**** Material provided ****

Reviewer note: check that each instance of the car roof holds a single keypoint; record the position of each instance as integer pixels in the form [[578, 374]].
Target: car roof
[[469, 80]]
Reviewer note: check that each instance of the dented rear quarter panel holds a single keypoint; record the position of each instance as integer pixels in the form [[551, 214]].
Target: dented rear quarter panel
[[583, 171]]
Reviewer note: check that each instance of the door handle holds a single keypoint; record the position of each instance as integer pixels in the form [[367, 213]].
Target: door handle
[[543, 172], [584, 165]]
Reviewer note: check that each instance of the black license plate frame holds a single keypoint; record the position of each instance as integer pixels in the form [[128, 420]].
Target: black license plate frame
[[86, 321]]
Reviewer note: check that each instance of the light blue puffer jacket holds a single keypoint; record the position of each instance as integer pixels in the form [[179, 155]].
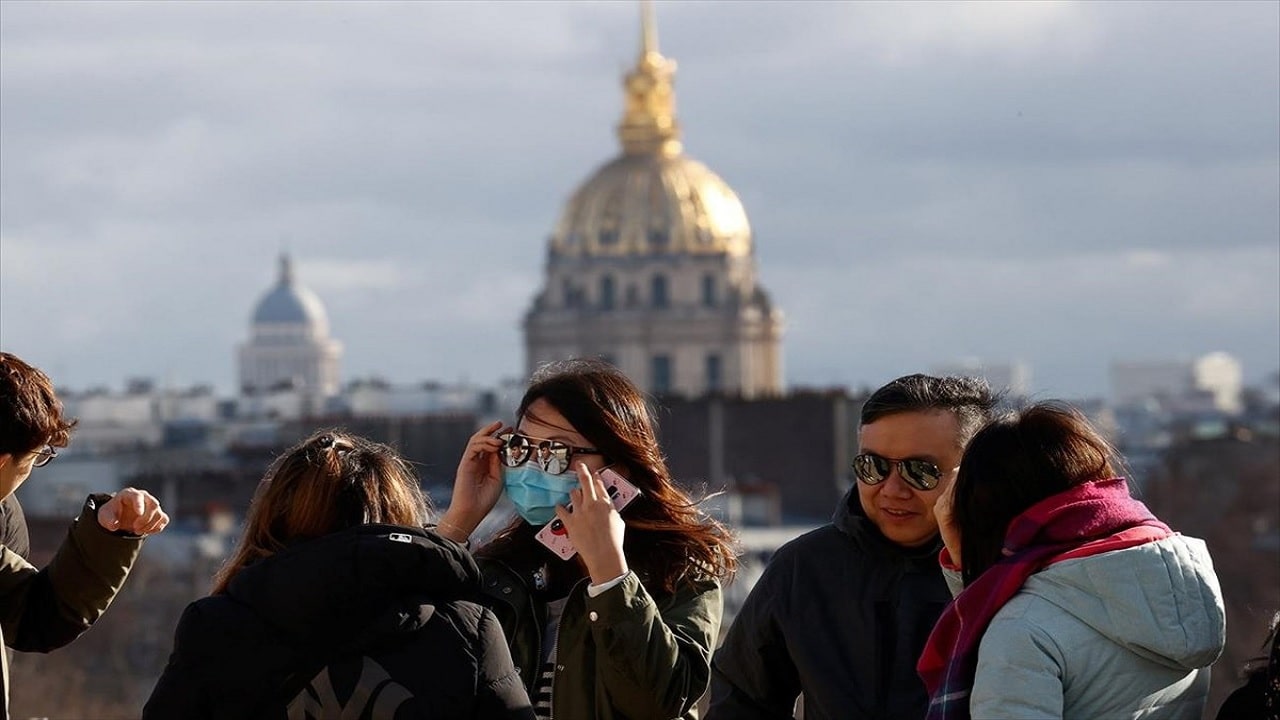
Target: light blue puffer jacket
[[1125, 634]]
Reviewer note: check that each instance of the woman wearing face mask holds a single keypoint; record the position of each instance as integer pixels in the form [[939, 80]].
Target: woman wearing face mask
[[627, 625]]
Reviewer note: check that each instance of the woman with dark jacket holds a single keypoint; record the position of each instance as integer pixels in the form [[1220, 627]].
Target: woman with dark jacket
[[625, 628], [338, 604]]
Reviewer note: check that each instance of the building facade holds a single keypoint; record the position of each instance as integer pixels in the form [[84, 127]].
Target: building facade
[[652, 264], [289, 343]]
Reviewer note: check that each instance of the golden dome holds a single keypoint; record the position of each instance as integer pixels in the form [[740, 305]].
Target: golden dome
[[652, 200]]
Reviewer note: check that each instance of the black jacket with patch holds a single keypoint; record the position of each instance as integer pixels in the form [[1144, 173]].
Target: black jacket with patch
[[840, 615], [373, 623]]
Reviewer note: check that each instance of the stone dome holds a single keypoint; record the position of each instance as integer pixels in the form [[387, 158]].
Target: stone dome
[[289, 302]]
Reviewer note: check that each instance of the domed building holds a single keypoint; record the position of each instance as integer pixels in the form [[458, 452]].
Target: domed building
[[289, 343], [652, 264]]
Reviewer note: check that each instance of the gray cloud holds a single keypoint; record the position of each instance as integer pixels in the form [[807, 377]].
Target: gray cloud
[[1063, 183]]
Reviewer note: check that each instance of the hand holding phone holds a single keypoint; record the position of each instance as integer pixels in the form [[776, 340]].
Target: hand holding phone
[[554, 536]]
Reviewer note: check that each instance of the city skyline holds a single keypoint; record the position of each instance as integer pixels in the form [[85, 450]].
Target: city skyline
[[1063, 185]]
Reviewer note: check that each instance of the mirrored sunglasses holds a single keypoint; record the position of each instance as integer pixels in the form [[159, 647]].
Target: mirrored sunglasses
[[44, 456], [552, 455], [872, 469]]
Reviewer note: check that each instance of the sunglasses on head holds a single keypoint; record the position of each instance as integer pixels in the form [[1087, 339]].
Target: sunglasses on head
[[552, 455], [872, 469]]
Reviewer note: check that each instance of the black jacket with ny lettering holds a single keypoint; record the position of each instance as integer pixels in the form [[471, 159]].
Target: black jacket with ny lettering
[[375, 621]]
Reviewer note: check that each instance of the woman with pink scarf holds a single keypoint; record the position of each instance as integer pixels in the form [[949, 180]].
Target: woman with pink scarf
[[1077, 602]]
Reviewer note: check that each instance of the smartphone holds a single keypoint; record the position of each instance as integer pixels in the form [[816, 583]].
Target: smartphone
[[553, 534]]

****

◆ **Requirement**
All of the entries above should be copied exactly, except for the pictures.

◆ **Result**
Reviewer note: check that each instance of the car roof holds a single keypoint; record the position of each instance as integer pixels in the form [[578, 374]].
Target: car roof
[[469, 80]]
Reviewer note: check that each instance of the dented rear quarter panel holds a single keypoint; record the position of each instance as integer pixels in the form [[551, 214]].
Target: dented rear quarter panel
[[583, 171]]
Reviewer note: check that each instance of the door handle holds a single keypoint; record the position of each instance as integer pixels in the form [[367, 213]].
Target: door handle
[[543, 172], [584, 165]]
Reviewer note: check that each instance of the black license plate frame holds a single keypoint; record the position of each instance as integer pixels in the form [[128, 420]].
Target: black license plate frame
[[86, 321]]
Reviewer note: check that each instance of the light blue puffer jacket holds a single keypoint; record the position of each instance as integer pixels in the form [[179, 155]].
Target: light blue puffer jacket
[[1125, 634]]
Reviewer note: check that each instance of the woman wearing face mask holds a single keypoint; record the position of each instance as integer pixels in the form [[939, 80]].
Target: woman wearing face mask
[[627, 625]]
Reviewer note: check that each instance of the woman with dark jacket holds a single keypoint; record the position of each instance as integer pixels in the form [[1220, 627]].
Target: woman with dark jacket
[[625, 628], [338, 604]]
Reviewer note: check that each instance of the building facade holds a single keypoint; record the position of each instance as integer pixels in the form [[84, 127]].
Target: building facade
[[652, 264], [289, 343]]
Reviewer note: check that each instance of the golden dome holds a single keypoint; record the position of each instance as integer pixels in the form [[740, 305]].
Target: golden dome
[[652, 200]]
Reviewer note: check that each instance of the black jacket with patch holds a single keypoint; record the position of each instance as integer pixels in the form [[1144, 173]].
Target: black jacket with patch
[[840, 615], [373, 623]]
Reviewer note: check that each instance of the stone dome holds a single keypoint; record the position of each instance as integer pixels in the form [[387, 158]].
Target: stone dome
[[289, 302]]
Reviewer note: check that each instance of the domed building holds a single keypoint; record the position of each instance as integer pixels in the form [[458, 452]].
Target: domed building
[[289, 343], [652, 264]]
Reviewer note: check that each instance of the gray cloud holds a single keypoint; record the position of each instance as integer pixels in the form [[807, 377]].
Target: gray cloud
[[1063, 183]]
Reviewer note: check that each instance of the hand holding phone holds a single keypoint; record the position of each instance as integer pixels in the form [[776, 340]].
Target: hand holding phone
[[554, 536]]
Reviewer note: check that each instance of the city skyline holds a single keypoint; record the position of each instance as integer pixels in the form [[85, 450]].
Target: city skyline
[[1063, 185]]
Reviewer note: check that each instance of the mirrored sunglasses holds a single keypoint; record the position of each instance as integer pixels in the form [[159, 647]].
Target: mirrored sunglasses
[[44, 456], [552, 455], [872, 469]]
Reviewer note: check that each instance of the sunglasses on head holds a single keypoint; record the position of each instance as integer pixels in the form [[1087, 339]].
Target: sunglasses on head
[[552, 455], [872, 469]]
Reviewer note: check that each instance of the black jacket with ny lettering holds a single keypoint; record the position of each instance as integer pixels in the form [[471, 159]].
Target: black jacket with ny lettering
[[375, 621]]
Reviewer note: check that each instance of the woman with pink scarf holds a single keypoint; record the position of each instance as integer pixels in the form [[949, 180]].
Target: woman with pink scarf
[[1077, 602]]
Reviewer note: check that each instance of the smartphone holds a single keypoint; record the position of each instance as integer pixels in the form [[816, 583]].
Target: smartphone
[[553, 534]]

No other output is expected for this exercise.